#  Vorstellungen >   ganztägig anhaltender Harndrang >

## Speedy1986

Hallo, 
ich bin 29 und neu hier. 
Zu meinem Problem. 
Angefangen hat das ganze vor ca. 3 Jahren. Als ich damals in den Urlaub gefahren bin hat am Tag davor angefangen meine Blase zu verrückt zu spielen.
Hatte ständig starkes Gefühl auf die Toilette zu müssen, auch wenn nicht immer Urin kam. Sind etwa alle halbe Stunde/Stunde mal stehen geblieben und das bei einer einwöchigen privaten BUS Tour. Hatte die ganze Woche das Gefühl und bekam es einfach nicht weg. Konnte also den Urlaub überhaupt nicht genießen.
Eine Woche nach dem Urlaub war es wieder halbwegs gut.
Bis vor 2 Monaten hatte ich immer wieder so Phasen wo es wieder so war.
Meistens wenn ich mit dem Auto wo hin gefahren bin, oder auch in den darauffolgenden Urlauben, kam es wieder recht stark.
Es schränkt mich in meinem alltäglichen Leben total ein und schlägt schon langsam auf die Psyche. 
Jetzt habe ich seit ca. 2 Monaten wieder täglich und zwar durchgehend das Gefühl ich müsste auf die Toilette.
Kommt auch jedes Mal Urin,.. also so das ich nur das Gefühl habe und es kommt nicht ist es nicht mehr.
Ab und zu habe ich beim Harn lassen keine Probleme.
Dann wiederum dauert es wieder ein wenig bis ich urinieren kann und muss dabei aber auch mit dem Bauch mit pressen. (Habe auch oft Nachtröpfeln,.. hatte ich aber früher auch schon.)
Habe danach aber sofort wieder das Gefühl ich müsste auf die Toilette. Wie gesagt es geht eigentlich nie weg.
Das Gefühl wird nur einmal schwächer, dann wieder stärker.
Derzeit bin ich soweit das ich nicht gleich zur Toilette laufe, also ich kann es meistens schon ein paar Stunden hinaus zögern.
In der Nacht schlafe ich durch und habe damit keine Probleme. Nach dem Aufstehen ist es entweder so das ich gleich das Gefühl habe und ab und zu fängt es aber auch erst nach einer Weile an. 
Ich war schon mal beim Urologen, da wurde Harnstrahl Messung, Urinprobe und Ultraschall gemacht.
Nichts auffälliges.
Hatte vor kurzem eine Abdomen Sonographie von Oberbauch, Unterbauch etc. Auch alles unauffällig.
Habe schon recht viele Alternativen zur  Schulmedizin probiert. Hat alles nichts geholfen.
Habe vom Urologen und Hausarzt schon Spasmo Urgenin, Spasmolyt, Uroflo,.. bekommen.
◆ ◆ ◆ ◆ ◆
> [Aufgaben]:
**A.** Welche Untersuchungen wurden laut dem Forenbeitrag über anhaltenden Harndrang beim Urologen gemacht?
**B.** Führen Sie den Forenbeitrag über anhaltenden Harndrang nach seinem letzten Satz weiter.
Die Zeilen haben hiermit nichts zu tun.

> [Gespeicherte Einträge]:
◆ ◆ ◆ ◆ ◆
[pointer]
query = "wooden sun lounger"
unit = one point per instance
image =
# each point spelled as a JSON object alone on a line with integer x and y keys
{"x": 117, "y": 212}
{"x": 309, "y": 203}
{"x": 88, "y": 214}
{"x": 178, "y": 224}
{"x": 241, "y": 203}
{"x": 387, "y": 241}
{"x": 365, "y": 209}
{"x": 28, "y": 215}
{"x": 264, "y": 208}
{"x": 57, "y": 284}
◆ ◆ ◆ ◆ ◆
> [Lösungen]:
**A.** Eine Harnstrahlmessung, eine Urinprobe und ein Ultraschall.

**B.**
Manches hätte zwar geholfen, aber ich bekam von diesen Medikamenten extremes Brustkorb stechen, daher musste ich sie wieder absetzen.
Derzeit nehme ich APOLIFE 10 Blase und Prostata Kapseln,.. helfen aber auch nicht. 
Vielleicht hat ja von euch noch irgend jemand eine Idee was ich dagegen machen könnte.
Macht mich echt schon fertig. 
Danke schon mal für eure Antworten.

----------


## josie

Hallo Speedy!
Als allererstes sollte der Urin untersucht werden, ob es nicht eine Blasenentzündung ist

----------


## Speedy1986

Hallo Josie. 
Habe schon mehrere Urin Tests gehabt. Der letzte war so ca. vor 4 Wochen. Da ist natürlich auch nicht heraus gekommen.
Hatte auch einen kompletten Bluttest da ich auch seit 5 Jahren an Gastritis leide.
Dabei wurde auch nichts gefunden.
Früher war es immer so, wenn ich die Gastritis gespürt habe, hatte ich keine Blasen Probleme und wenn ich mit der Blase Probleme hatte war von der Gastritis nichts zu spüren.
Danach war es eigentlich egal, da hatte ich Magen und Blasenprobleme gemeinsam.
Derzeit aber wieder nur Blase, wobei mir der Magen fast lieber wäre. 
Wie gesagt, habe schon alles Mögliche ausprobiert. Für Magen und Blase.
Angefangen von Schulmedizin, Wenden, Homöopathie, Akkupunktur, Hypnotherapie (bin ich gerade dabei),...
Hat bis jetzt nichts geholfen.

----------


## gisie63

Hallo Speedy1986,
eine Prostatitis ( Entzündung der Prostata) kann zu den selben Symptomen führen. Wurde in diese Richtung auch schon untersucht? Z. B. mit einer 3 Gläser Probe oder/und Exprimatuntersuchung. 
LG gisie

----------


## Speedy1986

Hallo Gisie63, 
Nein, diese Untersuchungen habe ich noch nicht gehabt.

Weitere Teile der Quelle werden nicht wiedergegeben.